## Short task
Pull out each line of the material below that includes the string "wooden", and copy those lines unchanged.
++++
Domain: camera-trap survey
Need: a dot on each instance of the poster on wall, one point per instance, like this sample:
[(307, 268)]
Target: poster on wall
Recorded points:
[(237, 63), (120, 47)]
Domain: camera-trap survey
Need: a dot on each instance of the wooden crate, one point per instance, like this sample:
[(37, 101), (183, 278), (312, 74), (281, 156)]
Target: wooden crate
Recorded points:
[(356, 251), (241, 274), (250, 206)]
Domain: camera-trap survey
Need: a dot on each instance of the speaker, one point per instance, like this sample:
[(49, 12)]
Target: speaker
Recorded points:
++++
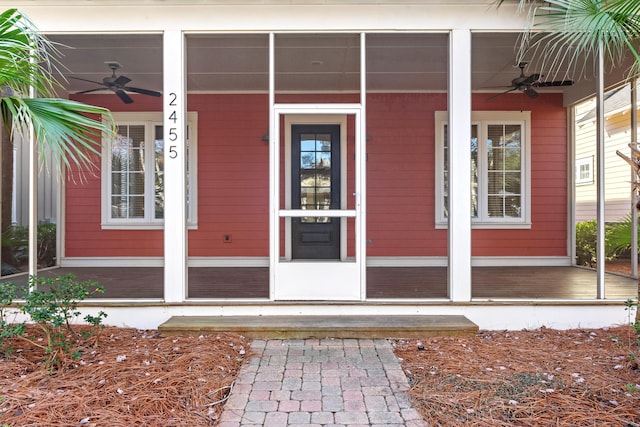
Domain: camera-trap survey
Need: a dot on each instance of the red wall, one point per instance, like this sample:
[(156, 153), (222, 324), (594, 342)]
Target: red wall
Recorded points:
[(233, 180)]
++++
## Solution for this problem
Need: a dot on each instance of the wooden crate, one point per instance, like this sample:
Target: wooden crate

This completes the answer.